Exercise details
The entries below contain a line with "Mark the region of every instance of the man's" and a line with "Mark the region of every instance of the rocky". Quote exactly those two lines and all lines between them.
_____
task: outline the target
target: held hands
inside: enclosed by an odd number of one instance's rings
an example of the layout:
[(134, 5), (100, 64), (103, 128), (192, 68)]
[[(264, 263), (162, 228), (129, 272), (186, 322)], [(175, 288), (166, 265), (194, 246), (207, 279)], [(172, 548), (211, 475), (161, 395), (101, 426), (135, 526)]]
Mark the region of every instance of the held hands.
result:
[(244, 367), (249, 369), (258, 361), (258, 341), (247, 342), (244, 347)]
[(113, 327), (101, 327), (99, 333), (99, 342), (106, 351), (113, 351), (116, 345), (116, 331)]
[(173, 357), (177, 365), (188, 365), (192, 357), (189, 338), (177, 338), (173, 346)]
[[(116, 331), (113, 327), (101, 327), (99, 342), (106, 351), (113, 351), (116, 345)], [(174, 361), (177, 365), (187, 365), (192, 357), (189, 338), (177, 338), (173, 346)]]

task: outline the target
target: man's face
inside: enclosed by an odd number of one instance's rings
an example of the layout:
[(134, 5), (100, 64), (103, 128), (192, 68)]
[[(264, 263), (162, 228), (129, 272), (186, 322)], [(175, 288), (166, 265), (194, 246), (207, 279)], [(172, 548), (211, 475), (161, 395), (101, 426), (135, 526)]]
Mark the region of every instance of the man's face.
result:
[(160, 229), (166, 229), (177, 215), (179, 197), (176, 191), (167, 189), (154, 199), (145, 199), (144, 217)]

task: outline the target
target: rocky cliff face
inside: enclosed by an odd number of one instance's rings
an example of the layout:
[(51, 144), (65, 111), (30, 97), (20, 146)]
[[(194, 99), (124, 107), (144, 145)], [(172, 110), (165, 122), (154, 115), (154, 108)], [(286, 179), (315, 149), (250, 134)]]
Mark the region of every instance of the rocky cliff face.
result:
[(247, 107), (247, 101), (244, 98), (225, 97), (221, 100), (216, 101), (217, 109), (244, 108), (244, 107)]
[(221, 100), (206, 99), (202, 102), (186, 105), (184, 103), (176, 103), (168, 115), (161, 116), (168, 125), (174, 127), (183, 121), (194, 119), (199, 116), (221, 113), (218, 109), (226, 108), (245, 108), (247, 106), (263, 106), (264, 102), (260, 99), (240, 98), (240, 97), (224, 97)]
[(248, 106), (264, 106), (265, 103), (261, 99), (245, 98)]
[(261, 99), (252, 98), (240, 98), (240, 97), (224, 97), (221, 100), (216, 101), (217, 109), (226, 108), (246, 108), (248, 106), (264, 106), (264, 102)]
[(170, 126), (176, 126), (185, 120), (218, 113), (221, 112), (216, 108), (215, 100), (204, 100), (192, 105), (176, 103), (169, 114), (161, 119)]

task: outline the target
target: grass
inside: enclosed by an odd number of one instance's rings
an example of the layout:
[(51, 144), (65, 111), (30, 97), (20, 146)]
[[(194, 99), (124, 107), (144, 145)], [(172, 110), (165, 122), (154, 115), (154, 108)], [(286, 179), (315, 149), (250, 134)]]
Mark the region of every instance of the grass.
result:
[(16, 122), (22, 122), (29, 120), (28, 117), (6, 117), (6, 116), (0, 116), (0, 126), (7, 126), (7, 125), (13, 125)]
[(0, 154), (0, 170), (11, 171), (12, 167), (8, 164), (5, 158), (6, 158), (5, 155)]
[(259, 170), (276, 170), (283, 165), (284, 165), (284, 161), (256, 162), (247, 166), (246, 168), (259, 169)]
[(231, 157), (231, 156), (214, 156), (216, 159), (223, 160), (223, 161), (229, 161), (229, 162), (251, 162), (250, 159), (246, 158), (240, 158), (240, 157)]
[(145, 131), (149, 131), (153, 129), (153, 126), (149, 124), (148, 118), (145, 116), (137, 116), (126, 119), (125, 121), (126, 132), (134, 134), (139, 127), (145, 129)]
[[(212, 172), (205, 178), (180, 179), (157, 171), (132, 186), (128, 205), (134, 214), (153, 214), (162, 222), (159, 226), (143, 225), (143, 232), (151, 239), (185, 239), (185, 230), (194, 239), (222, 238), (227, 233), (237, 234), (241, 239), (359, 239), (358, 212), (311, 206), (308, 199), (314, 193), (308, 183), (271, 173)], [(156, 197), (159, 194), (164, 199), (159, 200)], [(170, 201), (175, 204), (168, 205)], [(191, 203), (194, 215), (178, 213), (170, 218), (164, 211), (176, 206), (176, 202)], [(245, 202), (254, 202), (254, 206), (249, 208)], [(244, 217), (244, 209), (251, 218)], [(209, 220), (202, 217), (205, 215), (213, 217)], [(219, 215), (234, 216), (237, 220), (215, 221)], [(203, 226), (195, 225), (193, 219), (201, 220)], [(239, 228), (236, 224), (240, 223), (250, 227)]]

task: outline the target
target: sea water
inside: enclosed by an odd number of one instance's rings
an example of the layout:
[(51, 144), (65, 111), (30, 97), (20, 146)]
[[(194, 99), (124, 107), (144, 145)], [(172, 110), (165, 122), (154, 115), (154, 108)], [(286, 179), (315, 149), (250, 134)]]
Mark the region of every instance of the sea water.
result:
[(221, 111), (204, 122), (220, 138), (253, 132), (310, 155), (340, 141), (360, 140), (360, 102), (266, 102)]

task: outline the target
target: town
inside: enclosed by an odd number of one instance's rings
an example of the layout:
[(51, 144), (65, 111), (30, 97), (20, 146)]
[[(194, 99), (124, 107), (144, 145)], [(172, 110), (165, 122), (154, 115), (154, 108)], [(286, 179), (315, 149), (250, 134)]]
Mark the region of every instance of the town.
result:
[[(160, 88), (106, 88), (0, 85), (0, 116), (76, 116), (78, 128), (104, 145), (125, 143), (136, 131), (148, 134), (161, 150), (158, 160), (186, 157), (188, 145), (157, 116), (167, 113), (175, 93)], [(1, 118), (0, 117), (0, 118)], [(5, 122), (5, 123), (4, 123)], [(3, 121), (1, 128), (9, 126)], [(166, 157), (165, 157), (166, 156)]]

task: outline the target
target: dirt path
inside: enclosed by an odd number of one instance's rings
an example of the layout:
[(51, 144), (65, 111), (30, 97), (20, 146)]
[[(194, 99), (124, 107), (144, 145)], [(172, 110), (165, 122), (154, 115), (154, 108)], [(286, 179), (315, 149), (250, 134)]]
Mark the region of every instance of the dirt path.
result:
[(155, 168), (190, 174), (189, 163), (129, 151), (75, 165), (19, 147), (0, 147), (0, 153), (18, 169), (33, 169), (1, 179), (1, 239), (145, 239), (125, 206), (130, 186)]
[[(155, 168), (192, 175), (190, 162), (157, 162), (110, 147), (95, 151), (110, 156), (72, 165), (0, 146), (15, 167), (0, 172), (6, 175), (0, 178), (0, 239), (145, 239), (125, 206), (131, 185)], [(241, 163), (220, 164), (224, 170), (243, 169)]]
_____
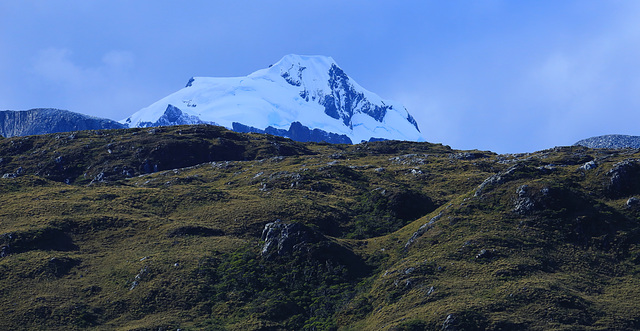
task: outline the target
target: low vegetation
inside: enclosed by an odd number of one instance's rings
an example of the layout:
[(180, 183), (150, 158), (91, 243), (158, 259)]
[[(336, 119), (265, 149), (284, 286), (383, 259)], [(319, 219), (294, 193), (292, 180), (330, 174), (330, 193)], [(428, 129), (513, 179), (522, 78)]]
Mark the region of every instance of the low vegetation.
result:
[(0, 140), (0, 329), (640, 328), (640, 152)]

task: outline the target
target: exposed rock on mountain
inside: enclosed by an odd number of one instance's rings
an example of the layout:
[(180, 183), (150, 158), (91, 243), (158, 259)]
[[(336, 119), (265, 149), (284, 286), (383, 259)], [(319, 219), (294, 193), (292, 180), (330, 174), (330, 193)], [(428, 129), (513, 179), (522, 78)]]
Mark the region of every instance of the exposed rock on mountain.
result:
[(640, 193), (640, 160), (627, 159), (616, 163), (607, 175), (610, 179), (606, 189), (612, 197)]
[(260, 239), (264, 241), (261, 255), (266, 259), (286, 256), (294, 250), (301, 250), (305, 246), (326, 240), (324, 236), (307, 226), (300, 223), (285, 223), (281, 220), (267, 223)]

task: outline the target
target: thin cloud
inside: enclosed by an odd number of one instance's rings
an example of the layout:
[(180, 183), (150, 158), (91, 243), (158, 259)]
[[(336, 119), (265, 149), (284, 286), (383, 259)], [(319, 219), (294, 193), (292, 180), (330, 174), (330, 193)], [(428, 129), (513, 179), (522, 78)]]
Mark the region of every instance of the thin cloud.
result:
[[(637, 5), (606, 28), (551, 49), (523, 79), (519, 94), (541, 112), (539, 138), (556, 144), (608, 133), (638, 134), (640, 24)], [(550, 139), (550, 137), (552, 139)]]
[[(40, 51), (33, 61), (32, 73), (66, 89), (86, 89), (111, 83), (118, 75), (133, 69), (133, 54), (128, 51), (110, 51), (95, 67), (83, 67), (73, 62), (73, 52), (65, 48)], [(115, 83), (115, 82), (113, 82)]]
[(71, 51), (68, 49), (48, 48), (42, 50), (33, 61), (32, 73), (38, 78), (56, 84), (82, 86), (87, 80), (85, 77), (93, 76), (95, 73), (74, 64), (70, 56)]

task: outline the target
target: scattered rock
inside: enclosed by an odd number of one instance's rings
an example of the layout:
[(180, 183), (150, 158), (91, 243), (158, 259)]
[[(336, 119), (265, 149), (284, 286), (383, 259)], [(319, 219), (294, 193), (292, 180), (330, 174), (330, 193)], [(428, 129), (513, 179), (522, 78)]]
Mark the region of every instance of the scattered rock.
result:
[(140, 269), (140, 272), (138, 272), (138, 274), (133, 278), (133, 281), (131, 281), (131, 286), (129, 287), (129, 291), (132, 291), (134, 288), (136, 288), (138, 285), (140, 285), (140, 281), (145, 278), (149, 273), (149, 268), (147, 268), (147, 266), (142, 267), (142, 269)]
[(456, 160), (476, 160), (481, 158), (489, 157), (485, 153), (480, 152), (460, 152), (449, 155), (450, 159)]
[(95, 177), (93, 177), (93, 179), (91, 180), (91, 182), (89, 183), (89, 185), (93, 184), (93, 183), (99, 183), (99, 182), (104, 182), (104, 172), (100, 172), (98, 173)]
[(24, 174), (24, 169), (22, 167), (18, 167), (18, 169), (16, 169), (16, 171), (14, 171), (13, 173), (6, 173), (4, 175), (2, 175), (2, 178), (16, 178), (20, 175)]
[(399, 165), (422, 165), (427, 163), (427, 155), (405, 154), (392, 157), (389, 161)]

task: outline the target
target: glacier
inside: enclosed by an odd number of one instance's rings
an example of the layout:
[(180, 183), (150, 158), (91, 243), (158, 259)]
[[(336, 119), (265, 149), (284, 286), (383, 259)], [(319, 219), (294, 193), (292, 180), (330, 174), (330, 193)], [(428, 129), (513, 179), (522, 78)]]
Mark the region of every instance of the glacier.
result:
_____
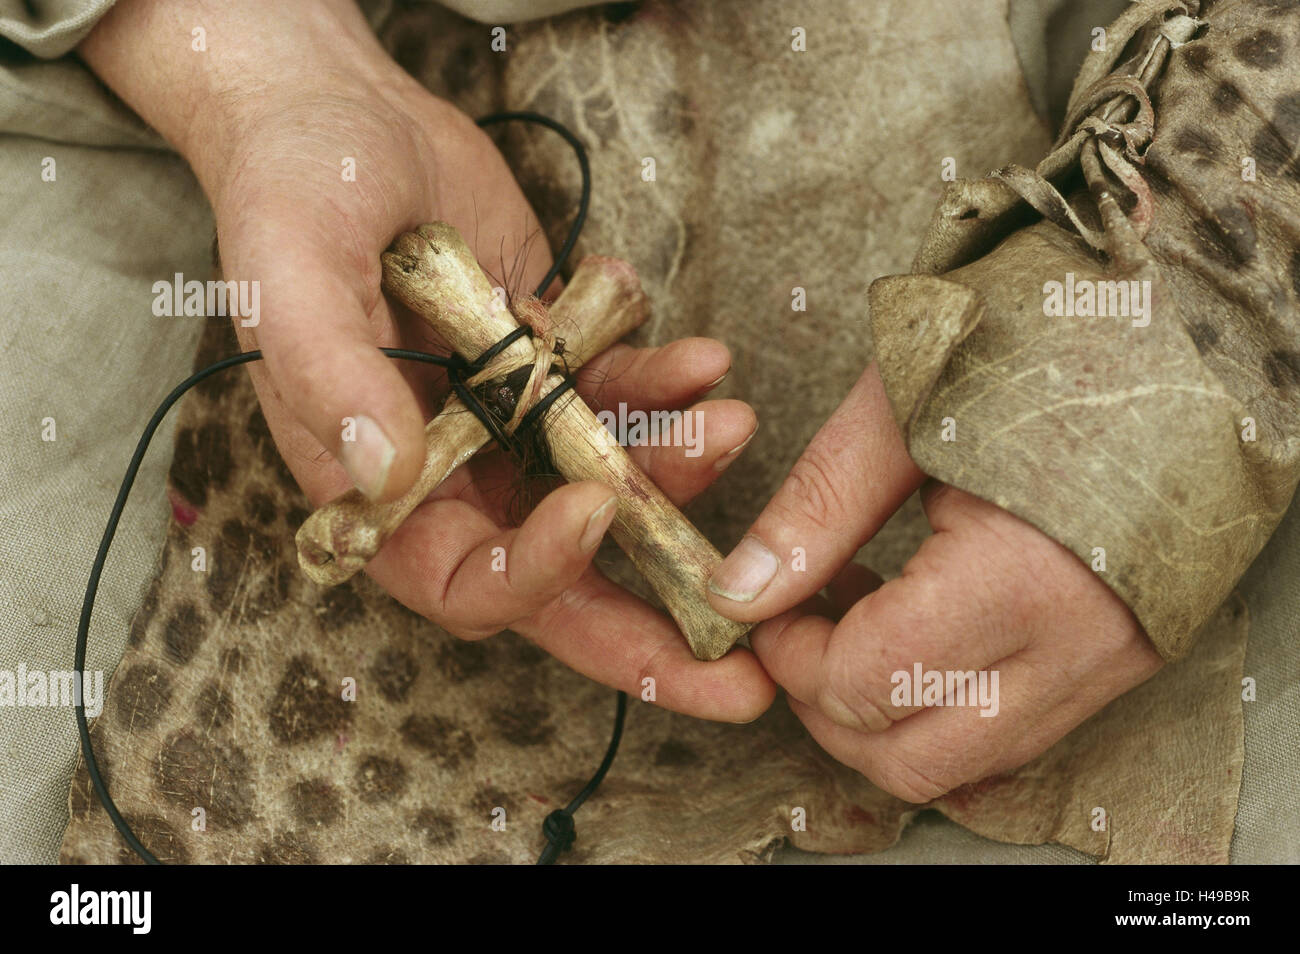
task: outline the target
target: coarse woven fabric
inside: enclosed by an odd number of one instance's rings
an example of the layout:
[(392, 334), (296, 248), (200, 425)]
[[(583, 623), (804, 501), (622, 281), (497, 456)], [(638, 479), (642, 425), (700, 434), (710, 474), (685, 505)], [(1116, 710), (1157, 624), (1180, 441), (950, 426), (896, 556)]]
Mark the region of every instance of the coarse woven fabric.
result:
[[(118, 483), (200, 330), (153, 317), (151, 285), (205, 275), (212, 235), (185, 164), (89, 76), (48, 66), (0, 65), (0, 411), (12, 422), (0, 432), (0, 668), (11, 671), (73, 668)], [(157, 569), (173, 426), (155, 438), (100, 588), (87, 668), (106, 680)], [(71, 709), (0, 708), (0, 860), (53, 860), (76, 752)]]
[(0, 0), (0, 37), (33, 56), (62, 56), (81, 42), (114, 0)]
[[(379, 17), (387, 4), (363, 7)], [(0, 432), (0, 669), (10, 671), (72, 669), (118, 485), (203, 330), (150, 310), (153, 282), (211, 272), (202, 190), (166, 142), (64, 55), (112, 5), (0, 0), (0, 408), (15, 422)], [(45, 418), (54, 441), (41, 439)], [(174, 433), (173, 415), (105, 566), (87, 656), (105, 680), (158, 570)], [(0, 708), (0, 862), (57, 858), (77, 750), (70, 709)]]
_____
Exercise output
Mark the region of every instance of the man's face.
result:
[(160, 229), (166, 229), (177, 215), (179, 197), (176, 191), (167, 189), (154, 199), (145, 199), (144, 217)]

task: outline the target
target: rocky cliff face
inside: enclosed by an odd number of one instance's rings
an example of the layout:
[(51, 144), (65, 111), (30, 97), (20, 146)]
[[(194, 99), (124, 107), (144, 145)], [(172, 110), (165, 122), (154, 115), (154, 108)], [(286, 179), (315, 149), (250, 134)]]
Mark the region of every instance of the rocky cliff face.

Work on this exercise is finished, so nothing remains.